| EXERCISE DESCRIPTION |
All the data should come back exactly as it was given.

[Start of INFORMATION SUPPLIED]

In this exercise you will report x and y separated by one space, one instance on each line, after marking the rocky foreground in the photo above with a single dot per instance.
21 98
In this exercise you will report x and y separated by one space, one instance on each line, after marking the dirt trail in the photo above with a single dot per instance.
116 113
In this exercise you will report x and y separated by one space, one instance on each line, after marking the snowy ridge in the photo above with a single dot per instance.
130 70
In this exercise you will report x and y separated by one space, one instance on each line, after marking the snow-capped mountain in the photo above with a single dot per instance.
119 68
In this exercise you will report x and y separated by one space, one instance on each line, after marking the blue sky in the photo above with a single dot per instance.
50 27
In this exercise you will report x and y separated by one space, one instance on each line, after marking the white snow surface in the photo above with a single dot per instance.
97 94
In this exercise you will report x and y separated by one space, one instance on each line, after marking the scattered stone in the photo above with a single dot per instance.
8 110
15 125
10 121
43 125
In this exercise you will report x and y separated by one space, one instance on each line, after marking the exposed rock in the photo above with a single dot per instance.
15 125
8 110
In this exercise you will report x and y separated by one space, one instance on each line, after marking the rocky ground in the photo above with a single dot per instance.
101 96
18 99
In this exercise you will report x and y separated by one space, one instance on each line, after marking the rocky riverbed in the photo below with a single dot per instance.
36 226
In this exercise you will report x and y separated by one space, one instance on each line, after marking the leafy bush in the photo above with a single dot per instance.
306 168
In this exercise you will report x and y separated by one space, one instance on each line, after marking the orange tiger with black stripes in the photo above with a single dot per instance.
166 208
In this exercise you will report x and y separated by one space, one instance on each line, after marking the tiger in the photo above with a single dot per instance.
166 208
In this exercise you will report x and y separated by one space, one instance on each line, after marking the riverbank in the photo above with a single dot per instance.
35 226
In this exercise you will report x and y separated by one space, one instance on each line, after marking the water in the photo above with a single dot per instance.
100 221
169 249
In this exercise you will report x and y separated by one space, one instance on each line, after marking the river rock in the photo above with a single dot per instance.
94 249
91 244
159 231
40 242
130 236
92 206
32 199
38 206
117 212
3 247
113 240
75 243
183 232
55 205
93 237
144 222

[End of INFORMATION SUPPLIED]

| SOLUTION |
In this exercise you will report x and y separated by one space, one instance on each line, after marking the rocky foreground in the photo above with a single dot per instance.
21 98
In this exercise you will report x and y separated by one space, one instance on each line, after marking the dirt trail in the photo above with a single dot per instance.
116 113
In this exercise you will report x and y separated by one space, one instance on each line, after marking the snowy ridge in the photo above with a single dot per instance.
130 70
In this exercise you will report x and y separated by one space, one instance on each line, after marking the snow-capped mountain in the photo above with a single dot per instance.
119 68
In this exercise you will report x and y separated by one space, one instance on each line, after marking the blue sky in the photo above with a single dot per instance.
50 27
In this exercise you will report x and y separated by one space, one instance on each line, after marking the white snow surface in the photo above with a single dot per instance.
97 94
In this exercise you will report x and y separated by one space, one instance on each line, after marking the scattered stone in the photo above with a single dot per instance.
8 110
15 125
10 121
43 125
In this exercise you will report x and y separated by one space, one instance on each line, after marking the exposed rock in the photo above with a single dot per instance.
15 125
8 110
In this exercise you will report x and y separated by one space, one instance on each line, after marking the rocky ground in the photo above with a single dot per instance.
101 96
18 99
In this exercise you will report x and y separated by one space, one instance on each line, after marking the rocky riverbed in the photo below with a single dot per instance.
36 226
In this exercise you will report x and y separated by one space, one instance on each line, after marking the leafy bush in the photo above with a single dot per instance.
306 168
In this exercise you will report x and y separated by one space, one instance on each line, after marking the orange tiger with black stripes in the photo above with a single dot per instance.
166 208
In this exercise you will report x and y separated by one space, one instance on each line, after marking the tiger in the photo above with a single dot per instance.
166 208
In this exercise you will report x and y separated by one space, one instance on each line, after marking the riverbank in the photo above with a single dot per instance.
35 226
In this exercise you will report x and y separated by one space, one instance on each line, after marking the water in the photo above with a single dot per instance.
100 221
169 249
In this exercise you will report x and y separated by one space, one instance on each line, after marking the river rock in the photo above with a single dot per instance.
94 249
91 244
159 231
40 242
130 236
92 206
32 199
38 206
117 212
3 247
113 240
75 243
183 232
55 205
93 237
144 222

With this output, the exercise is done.